Arrow-right Camera
The Spokesman-Review Newspaper
Spokane, Washington  Est. May 19, 1883

In Passing

From Wire Reports

Roberto Maestas, Latino leader

Seattle – Roberto Maestas, a founder of El Centro de La Raza and a leading advocate for social justice, died of lung cancer Wednesday at the University of Washington Medical Center. He was 72.

A former Spanish teacher at Seattle’s Franklin High School, Maestas demonstrated for Indian fishing rights, participated in the fight to open up construction jobs to black workers and supported farmworkers, among many other movements and causes.

His nephew, Miguel Maestas, said Maestas was “an incredibly successful leader within the Latino community and helped to build movements and bridges locally, nationally and internationally.”

Through it all, Maestas maintained a sense of humor and perspective.

“The power of his personality lit up any room,” said his friend Larry Gossett, a King County Council member.

Moscow – Gennady Yanayev, a leader of the abortive 1991 Soviet coup who briefly declared himself president replacing Mikhail Gorbachev, has died at age 73.

● **TASKS TO CARRY OUT**
a - Can you turn the paragraph of the obituaries that begins "A former Spanish teacher" into a short list that keeps its main facts?
b - Could you go on with the obituaries, starting right after the sentence reporting Gennady Yanayev's death at age 73?

Records taken from a dataset:
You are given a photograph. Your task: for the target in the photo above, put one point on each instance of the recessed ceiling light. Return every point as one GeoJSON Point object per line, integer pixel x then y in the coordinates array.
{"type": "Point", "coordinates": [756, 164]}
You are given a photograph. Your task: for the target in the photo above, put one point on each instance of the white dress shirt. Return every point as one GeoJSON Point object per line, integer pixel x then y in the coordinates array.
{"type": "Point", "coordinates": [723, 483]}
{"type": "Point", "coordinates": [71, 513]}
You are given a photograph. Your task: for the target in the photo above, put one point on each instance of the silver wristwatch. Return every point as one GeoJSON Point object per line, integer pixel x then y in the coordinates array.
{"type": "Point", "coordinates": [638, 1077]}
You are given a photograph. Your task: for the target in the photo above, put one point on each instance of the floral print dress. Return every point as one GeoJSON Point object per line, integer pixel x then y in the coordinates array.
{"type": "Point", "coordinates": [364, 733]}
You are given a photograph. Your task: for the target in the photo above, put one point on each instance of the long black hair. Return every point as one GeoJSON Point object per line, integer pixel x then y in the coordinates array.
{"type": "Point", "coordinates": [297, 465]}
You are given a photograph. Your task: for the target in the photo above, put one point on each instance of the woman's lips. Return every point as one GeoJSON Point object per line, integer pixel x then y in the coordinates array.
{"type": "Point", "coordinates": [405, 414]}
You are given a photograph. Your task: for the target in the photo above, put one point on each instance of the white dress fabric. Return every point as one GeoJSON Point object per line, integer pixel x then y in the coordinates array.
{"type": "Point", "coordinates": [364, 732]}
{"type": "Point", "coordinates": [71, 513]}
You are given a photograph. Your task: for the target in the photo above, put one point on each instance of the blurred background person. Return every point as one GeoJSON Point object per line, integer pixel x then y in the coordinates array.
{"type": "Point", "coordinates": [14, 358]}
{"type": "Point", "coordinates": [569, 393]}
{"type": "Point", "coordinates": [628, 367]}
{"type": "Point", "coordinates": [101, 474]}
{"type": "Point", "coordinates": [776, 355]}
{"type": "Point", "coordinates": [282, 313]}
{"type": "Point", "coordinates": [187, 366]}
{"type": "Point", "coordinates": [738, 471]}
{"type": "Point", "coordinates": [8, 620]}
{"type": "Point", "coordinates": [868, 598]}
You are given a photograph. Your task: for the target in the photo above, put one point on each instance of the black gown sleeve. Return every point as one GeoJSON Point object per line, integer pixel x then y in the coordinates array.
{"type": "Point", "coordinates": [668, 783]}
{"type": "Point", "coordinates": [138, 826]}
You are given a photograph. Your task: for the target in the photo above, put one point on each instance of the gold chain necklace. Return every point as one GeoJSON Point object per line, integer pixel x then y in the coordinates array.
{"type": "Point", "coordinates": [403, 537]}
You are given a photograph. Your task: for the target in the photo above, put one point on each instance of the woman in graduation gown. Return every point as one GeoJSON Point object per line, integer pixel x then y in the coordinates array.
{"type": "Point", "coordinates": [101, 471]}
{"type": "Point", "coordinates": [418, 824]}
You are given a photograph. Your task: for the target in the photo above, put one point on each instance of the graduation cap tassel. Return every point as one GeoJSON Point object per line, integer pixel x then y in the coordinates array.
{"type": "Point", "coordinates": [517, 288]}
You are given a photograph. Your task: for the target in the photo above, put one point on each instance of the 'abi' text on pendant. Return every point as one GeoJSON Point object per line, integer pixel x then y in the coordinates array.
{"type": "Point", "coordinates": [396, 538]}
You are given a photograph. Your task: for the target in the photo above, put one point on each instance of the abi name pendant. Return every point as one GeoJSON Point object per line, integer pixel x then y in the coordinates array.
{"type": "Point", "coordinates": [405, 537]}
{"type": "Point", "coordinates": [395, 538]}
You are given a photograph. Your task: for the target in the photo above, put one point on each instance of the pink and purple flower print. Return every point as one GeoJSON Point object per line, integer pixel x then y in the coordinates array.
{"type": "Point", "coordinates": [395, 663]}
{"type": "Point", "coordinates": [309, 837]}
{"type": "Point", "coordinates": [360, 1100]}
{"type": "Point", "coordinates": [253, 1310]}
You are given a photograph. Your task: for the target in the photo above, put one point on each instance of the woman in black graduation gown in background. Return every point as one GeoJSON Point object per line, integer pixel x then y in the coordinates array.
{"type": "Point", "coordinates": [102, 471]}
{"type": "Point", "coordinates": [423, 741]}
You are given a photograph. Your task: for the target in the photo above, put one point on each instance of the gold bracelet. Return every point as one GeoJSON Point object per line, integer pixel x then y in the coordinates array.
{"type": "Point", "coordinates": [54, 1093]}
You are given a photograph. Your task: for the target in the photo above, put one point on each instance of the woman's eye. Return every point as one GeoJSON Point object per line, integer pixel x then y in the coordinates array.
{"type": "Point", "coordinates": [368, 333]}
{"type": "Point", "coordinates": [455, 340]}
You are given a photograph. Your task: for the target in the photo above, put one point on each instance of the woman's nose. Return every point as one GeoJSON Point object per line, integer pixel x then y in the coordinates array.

● **ANSWER SECTION**
a -
- Former Spanish teacher at Seattle's Franklin High School
- Demonstrated for Indian fishing rights
- Took part in the fight to open construction jobs to black workers
- Supported farmworkers, among many other movements and causes

b -
A statement from Russia’s Communist Party said Yanayev died Friday after an unspecified lengthy illness.

Yanayev was one of 12 members of the so-called State Emergency Committee that announced Gorbachev was being replaced on Aug. 19, 1991. Gorbachev was on a short holiday in the Crimea at the time.

The coup collapsed on Aug. 21, but it fatally weakened the already-unraveling Soviet Union, which was dissolved four months later.

Yanayev and his fellow plotters were arrested and jailed after the coup collapsed, but he and the others were released in 1993.

Hartford, Conn. – Jill Johnston, a cultural critic, memoirist and provocateur whose best-known book, “Lesbian Nation,” emboldened women in the 1970s to identify themselves as lesbians, died Sept. 18. She was 81. The cause was complications from a stroke.

Johnston gained prominence in the 1960s as a dance critic for the Village Voice who wrote knowledgeably about avant-garde choreographers and performers.

With “Lesbian Nation,” published in 1973, Johnston established herself as a radical feminist theorist, proclaiming that lesbianism was not just a personal lifestyle but a political stance necessary for the overturn of patriarchy.